Work instructions: Rewrite the listing from its first line through the line containing "x=664, y=714", replacing "marker" with "dot" and leaving everything else unchanged.

↓↓↓

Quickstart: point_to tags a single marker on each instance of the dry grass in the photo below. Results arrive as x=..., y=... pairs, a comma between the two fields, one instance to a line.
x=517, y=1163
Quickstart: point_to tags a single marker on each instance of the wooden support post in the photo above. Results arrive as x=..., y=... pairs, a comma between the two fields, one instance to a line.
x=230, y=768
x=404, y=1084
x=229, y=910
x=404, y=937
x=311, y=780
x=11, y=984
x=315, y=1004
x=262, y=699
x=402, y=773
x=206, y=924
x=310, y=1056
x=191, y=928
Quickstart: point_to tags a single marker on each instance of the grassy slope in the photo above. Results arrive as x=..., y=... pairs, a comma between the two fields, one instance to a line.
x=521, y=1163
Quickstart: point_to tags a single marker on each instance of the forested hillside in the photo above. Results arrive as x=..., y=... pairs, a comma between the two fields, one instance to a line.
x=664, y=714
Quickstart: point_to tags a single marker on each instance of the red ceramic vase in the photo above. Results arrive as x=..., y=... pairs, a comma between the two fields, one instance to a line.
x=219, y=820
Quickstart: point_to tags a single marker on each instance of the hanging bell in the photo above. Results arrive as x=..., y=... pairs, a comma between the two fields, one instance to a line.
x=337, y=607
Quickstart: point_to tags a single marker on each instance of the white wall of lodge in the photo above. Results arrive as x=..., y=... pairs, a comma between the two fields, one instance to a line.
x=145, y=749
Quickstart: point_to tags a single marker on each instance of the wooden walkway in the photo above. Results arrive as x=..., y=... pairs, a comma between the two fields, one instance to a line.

↑↑↑

Task response:
Quickstart: point_to tags a single dot on each instance of the dry grass in the photo below. Results arrive as x=..., y=... pairs, a comma between the two fields, one instance to a line.
x=517, y=1163
Quickstart: point_to tags a single dot on each instance of the wooden support post in the photo above. Results arrive as x=..., y=... pairs, a comma between the two fields, one instance to a line.
x=230, y=768
x=404, y=1084
x=229, y=910
x=404, y=937
x=311, y=780
x=11, y=984
x=315, y=1004
x=262, y=699
x=402, y=773
x=206, y=924
x=310, y=1056
x=191, y=928
Quickstart: point_to tags a single dot on each instance of the grassy slope in the photo above. Results arrive as x=..., y=... pairs, a comma between the two fields, one instance to a line.
x=521, y=1163
Quickstart: point_to tags a single dot on each instance of the forested hillside in the photo above. Results arrive as x=..., y=... pairs, a comma between the two fields, one instance to a line.
x=664, y=714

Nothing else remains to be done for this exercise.